WHAT YOU HAVE TO DO -
Copy the listing that follows, line for line, without a single difference.

════

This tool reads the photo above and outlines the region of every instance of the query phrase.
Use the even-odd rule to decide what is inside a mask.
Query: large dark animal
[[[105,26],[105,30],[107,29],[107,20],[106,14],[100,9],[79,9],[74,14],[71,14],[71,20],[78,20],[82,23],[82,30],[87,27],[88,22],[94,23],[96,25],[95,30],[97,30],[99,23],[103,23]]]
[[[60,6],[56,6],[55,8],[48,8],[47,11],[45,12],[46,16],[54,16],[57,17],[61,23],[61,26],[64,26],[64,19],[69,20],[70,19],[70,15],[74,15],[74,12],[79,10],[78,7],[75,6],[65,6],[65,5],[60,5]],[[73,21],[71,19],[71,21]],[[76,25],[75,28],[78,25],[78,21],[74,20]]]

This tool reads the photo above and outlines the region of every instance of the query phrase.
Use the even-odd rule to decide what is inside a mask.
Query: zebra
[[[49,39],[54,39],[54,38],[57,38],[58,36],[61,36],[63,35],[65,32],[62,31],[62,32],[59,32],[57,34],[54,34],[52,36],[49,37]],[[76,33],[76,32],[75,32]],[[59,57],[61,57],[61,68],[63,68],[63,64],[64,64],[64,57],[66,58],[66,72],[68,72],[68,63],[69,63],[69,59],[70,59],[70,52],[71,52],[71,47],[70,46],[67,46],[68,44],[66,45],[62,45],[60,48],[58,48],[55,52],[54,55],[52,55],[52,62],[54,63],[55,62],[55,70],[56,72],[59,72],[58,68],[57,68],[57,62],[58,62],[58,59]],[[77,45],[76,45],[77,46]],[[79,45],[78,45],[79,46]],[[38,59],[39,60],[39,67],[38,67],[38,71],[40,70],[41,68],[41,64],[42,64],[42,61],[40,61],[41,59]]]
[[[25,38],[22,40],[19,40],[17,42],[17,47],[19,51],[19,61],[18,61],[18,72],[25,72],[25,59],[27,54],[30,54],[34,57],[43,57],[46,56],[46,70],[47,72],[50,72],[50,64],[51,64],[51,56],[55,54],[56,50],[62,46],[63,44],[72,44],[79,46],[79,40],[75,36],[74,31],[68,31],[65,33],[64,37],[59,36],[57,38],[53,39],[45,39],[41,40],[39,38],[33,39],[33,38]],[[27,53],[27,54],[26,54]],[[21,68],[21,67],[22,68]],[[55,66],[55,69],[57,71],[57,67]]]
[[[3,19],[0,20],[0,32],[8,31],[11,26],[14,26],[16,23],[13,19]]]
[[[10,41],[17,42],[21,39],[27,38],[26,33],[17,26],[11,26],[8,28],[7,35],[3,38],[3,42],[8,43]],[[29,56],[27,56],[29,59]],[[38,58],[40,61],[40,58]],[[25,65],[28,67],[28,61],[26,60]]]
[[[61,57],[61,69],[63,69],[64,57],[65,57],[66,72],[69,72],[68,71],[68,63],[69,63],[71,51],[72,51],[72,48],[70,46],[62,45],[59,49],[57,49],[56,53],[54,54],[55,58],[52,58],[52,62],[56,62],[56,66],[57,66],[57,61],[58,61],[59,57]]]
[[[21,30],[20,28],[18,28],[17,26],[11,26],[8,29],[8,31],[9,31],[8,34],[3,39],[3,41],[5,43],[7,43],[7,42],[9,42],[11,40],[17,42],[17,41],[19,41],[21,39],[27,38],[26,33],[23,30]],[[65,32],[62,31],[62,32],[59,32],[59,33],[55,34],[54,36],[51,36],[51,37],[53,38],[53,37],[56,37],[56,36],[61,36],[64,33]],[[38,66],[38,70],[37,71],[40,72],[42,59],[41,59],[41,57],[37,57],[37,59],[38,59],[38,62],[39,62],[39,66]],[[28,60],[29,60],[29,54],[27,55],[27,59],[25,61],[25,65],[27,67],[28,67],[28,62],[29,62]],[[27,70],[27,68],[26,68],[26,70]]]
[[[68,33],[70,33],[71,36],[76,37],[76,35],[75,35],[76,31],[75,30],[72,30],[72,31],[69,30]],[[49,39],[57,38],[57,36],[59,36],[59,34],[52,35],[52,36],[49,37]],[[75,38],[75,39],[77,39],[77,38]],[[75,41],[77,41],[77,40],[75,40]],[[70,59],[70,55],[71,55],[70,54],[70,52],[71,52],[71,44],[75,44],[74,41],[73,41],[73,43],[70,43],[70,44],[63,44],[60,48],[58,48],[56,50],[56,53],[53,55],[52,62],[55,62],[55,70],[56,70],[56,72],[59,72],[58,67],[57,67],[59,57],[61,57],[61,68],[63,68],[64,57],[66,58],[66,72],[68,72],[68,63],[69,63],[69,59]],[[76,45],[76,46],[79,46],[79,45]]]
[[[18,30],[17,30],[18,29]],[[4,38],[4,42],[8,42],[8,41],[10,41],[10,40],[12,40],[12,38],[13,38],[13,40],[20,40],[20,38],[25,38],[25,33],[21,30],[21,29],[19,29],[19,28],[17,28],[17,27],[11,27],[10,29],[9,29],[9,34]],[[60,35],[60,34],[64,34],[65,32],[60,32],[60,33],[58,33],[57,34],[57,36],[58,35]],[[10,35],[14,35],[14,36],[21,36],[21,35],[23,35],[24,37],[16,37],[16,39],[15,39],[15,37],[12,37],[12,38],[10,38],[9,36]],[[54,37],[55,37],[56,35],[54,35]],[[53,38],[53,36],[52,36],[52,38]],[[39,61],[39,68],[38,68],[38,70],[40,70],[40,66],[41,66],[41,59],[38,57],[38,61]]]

════

YOUR RESPONSE -
This tool reads the photo above and outlines the region of every instance of the query phrase.
Use the even-odd rule to decide what is inside a mask.
Query: large dark animal
[[[105,26],[105,30],[107,29],[107,20],[106,14],[100,9],[79,9],[74,14],[71,14],[71,20],[78,20],[82,23],[82,30],[87,27],[88,22],[94,23],[96,25],[95,30],[97,30],[99,23],[103,23]]]
[[[60,6],[56,6],[55,8],[48,8],[47,11],[45,12],[46,16],[54,16],[57,17],[61,23],[61,26],[64,26],[64,19],[69,20],[70,19],[70,15],[74,15],[74,12],[79,10],[78,7],[75,6],[65,6],[65,5],[60,5]],[[73,21],[71,19],[71,21]],[[76,25],[75,28],[78,25],[78,21],[74,20]]]

This tool reads the photo above and outlines the region of every instance of the query phrase.
Use the even-odd rule to decide what is inside a mask.
Query: zebra
[[[49,39],[54,39],[54,38],[57,38],[58,36],[61,36],[63,35],[65,32],[62,31],[62,32],[59,32],[57,34],[54,34],[52,36],[49,37]],[[76,33],[76,32],[75,32]],[[59,57],[61,57],[61,68],[63,68],[63,64],[64,64],[64,57],[66,58],[66,72],[68,72],[68,63],[69,63],[69,59],[70,59],[70,52],[71,52],[71,47],[70,46],[67,46],[68,44],[66,45],[62,45],[60,48],[58,48],[55,52],[54,55],[52,55],[52,62],[54,63],[55,62],[55,70],[56,72],[59,72],[58,68],[57,68],[57,62],[58,62],[58,59]],[[77,45],[76,45],[77,46]],[[79,45],[78,45],[79,46]],[[38,59],[39,60],[39,67],[38,67],[38,71],[40,70],[41,68],[41,64],[42,64],[42,61],[40,61],[41,59]]]
[[[25,38],[22,40],[19,40],[17,42],[17,47],[19,51],[19,61],[18,61],[18,72],[25,72],[25,59],[27,54],[30,54],[34,57],[43,57],[46,56],[46,70],[47,72],[50,72],[50,64],[51,64],[51,56],[55,54],[56,50],[62,46],[63,44],[72,44],[79,46],[79,40],[75,36],[74,31],[68,31],[65,33],[64,37],[59,36],[57,38],[53,39],[45,39],[41,40],[39,38],[33,39],[33,38]],[[27,53],[27,54],[26,54]],[[21,68],[21,67],[22,68]],[[55,66],[55,69],[57,71],[57,67]]]
[[[3,19],[0,20],[0,32],[8,31],[11,26],[14,26],[16,23],[13,19]]]
[[[10,41],[17,42],[21,39],[27,38],[26,33],[17,26],[11,26],[8,28],[7,35],[3,38],[3,42],[8,43]],[[29,56],[27,56],[29,59]],[[38,58],[40,61],[40,58]],[[25,65],[28,67],[28,61],[26,60]]]
[[[61,57],[61,69],[63,69],[64,57],[65,57],[66,72],[69,72],[68,71],[68,63],[69,63],[71,51],[72,51],[72,48],[70,46],[62,45],[59,49],[57,49],[56,53],[54,54],[55,58],[52,58],[52,62],[56,62],[56,66],[57,66],[57,61],[58,61],[59,57]]]
[[[21,30],[20,28],[18,28],[17,26],[11,26],[8,29],[8,31],[9,31],[8,34],[3,39],[3,41],[5,43],[7,43],[7,42],[9,42],[11,40],[17,42],[17,41],[19,41],[21,39],[27,38],[26,33],[23,30]],[[65,32],[62,31],[62,32],[59,32],[59,33],[55,34],[54,36],[51,36],[51,37],[53,38],[53,37],[56,37],[56,36],[61,36],[64,33]],[[38,66],[38,70],[37,71],[40,72],[42,59],[41,59],[41,57],[37,57],[37,59],[38,59],[38,62],[39,62],[39,66]],[[28,60],[29,60],[29,54],[27,55],[27,59],[25,61],[25,65],[27,67],[28,67],[28,62],[29,62]],[[27,70],[27,68],[26,68],[26,70]]]
[[[68,33],[70,33],[71,36],[76,37],[76,35],[75,35],[76,31],[75,30],[72,30],[72,31],[69,30]],[[49,39],[57,38],[57,36],[59,36],[59,34],[52,35],[52,36],[49,37]],[[75,38],[75,39],[77,39],[77,38]],[[75,41],[77,41],[77,40],[75,40]],[[70,59],[70,55],[71,55],[70,54],[70,52],[71,52],[71,44],[75,44],[74,41],[73,41],[73,43],[70,43],[70,44],[63,44],[60,48],[58,48],[56,50],[56,53],[53,55],[52,62],[55,62],[55,70],[56,70],[56,72],[59,72],[58,67],[57,67],[59,57],[61,57],[61,68],[63,68],[64,57],[66,58],[66,72],[68,72],[68,63],[69,63],[69,59]],[[76,45],[76,46],[79,46],[79,45]]]
[[[18,30],[17,30],[18,29]],[[4,38],[4,42],[8,42],[8,41],[10,41],[10,40],[12,40],[12,38],[13,38],[13,40],[20,40],[20,38],[25,38],[25,33],[21,30],[21,29],[19,29],[19,28],[17,28],[17,27],[11,27],[10,29],[9,29],[9,34]],[[60,35],[60,34],[64,34],[65,32],[60,32],[60,33],[58,33],[57,34],[57,36],[58,35]],[[10,35],[14,35],[14,36],[21,36],[21,35],[23,35],[24,37],[16,37],[16,39],[15,39],[15,37],[12,37],[12,38],[10,38],[9,36]],[[54,37],[55,37],[56,35],[54,35]],[[53,38],[53,36],[52,36],[52,38]],[[39,61],[39,68],[38,68],[38,70],[40,70],[40,66],[41,66],[41,59],[38,57],[38,61]]]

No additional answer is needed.